● TEXTE SOURCE:
******

Comment Yasmina Khadra vit le confinement imposé par la crise sanitaire ; comme un enfermement ou un ressourcement ?
Yasmina Khadra : L’écrivain est un confiné naturel. Comme le peintre ou le compositeur. Il m’arrive de passer des heures interminables emmuré chez moi, à me battre avec un texte. Je suis plutôt casanier depuis que je vis à Paris. La grisaille et le stress contagieux de la métropole y sont pour quelque chose. Mais lorsque le confinement devient une contrainte, l’enfermement supplante le ressourcement. En tous les cas, c’est comme cela que je le perçois au quotidien, depuis l’avènement de la pandémie. Au début, j’ai accusé le coup avec une certaine désinvolture. Je croyais pouvoir gérer. Puis, j’ai commencé à suffoquer. Rien n’est plus pareil, désormais. Ni les attentes ni les petites habitudes.
Et on a du mal à le tolérer. Avant, lorsque je me retranchais dans un roman en chantier, je pouvais me permettre des pauses, sortir savourer un expresso au café du coin, acheter le journal et marcher un peu, histoire de me dégourdir les jambes et l’esprit. Le Covid-19 m’a confisqué ces petites libertés si précieuses à mon équilibre et à mon ressourcement. C’est à partir de cet “arbitraire” que les choses se compliquent. On s’angoisse, on se demande à quand l’embellie et on s’aperçoit combien tout est remis en question sans qu’il y ait la moindre possibilité d’une réponse à l’horizon. C’est dur, mais il faut faire avec. Car nous l’avons bien cherché.
Cette pandémie est un cinglant rappel à l’ordre. Dame Nature met l’Humanité aux arrêts, sans fixer la date de la levée d’écrou. Elle nous bâillonne pour qu’elle s’entende vivre. Rarement le ciel n’a été aussi limpide, et la mer aussi heureuse d’être rendue à sa faune, et les forêts si chargées de quiétude.
Le confinement physique conduit-il au confinement des esprits et des idées ou, au contraire, provoque-t-il une libération des idées ?
En tous les cas, il donne à réfléchir. Et très sérieusement. Je le vois comme une sorte d’arrêt sur image qui nous met face à nos méfaits. Cette pandémie s’est manifestée au bon moment. Depuis quelques années, l’Humanité accélère ses dérives. Les guerres s’encordent aux guerres, les extrémismes dégénèrent, les crises économiques déstabilisent les nations et l’Homme ne sait où donner de la tête. Le profit s’autorise tous les crimes : déforestation, corruption, pollution, complots, génocides, tyrannies, courses à l’armement nucléaire.

******

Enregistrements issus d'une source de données
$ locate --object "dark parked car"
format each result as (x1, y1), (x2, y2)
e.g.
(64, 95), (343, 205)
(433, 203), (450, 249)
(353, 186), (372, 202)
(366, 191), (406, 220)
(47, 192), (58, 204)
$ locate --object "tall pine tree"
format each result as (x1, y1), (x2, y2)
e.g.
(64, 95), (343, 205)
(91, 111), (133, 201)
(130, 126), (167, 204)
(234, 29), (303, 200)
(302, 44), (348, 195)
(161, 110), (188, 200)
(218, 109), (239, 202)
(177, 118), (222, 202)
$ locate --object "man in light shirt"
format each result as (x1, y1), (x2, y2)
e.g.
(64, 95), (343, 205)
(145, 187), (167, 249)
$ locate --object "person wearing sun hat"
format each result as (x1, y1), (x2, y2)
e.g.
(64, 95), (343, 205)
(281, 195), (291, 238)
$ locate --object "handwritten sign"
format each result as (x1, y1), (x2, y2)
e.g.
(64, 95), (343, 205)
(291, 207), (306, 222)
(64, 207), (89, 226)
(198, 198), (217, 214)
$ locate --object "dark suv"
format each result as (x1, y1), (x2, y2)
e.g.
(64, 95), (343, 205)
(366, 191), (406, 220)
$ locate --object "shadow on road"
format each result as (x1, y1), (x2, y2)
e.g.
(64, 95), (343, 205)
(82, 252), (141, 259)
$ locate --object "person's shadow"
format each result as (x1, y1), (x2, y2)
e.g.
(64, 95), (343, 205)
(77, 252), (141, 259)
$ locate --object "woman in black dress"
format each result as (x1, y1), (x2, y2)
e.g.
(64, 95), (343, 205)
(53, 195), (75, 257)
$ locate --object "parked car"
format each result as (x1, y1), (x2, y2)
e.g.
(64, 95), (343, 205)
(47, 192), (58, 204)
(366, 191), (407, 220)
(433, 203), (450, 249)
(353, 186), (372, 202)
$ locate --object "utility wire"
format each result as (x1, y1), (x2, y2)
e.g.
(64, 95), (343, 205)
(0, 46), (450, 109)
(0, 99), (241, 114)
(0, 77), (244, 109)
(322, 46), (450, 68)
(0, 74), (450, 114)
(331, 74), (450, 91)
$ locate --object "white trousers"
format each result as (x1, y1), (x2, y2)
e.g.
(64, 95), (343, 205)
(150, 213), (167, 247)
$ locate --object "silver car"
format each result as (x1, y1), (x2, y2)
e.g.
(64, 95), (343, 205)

******

● CONSIGNE DE TRAVAIL: Transcrivez sans rien modifier le passage de l'entretien avec Yasmina Khadra qui commence aux mots « Cette pandémie est » et s'arrête après « chargées de quiétude. ». Ces enregistrements forment un matériau distinct du texte.

● RÉPONSE ATTENDUE:
Cette pandémie est un cinglant rappel à l’ordre. Dame Nature met l’Humanité aux arrêts, sans fixer la date de la levée d’écrou. Elle nous bâillonne pour qu’elle s’entende vivre. Rarement le ciel n’a été aussi limpide, et la mer aussi heureuse d’être rendue à sa faune, et les forêts si chargées de quiétude.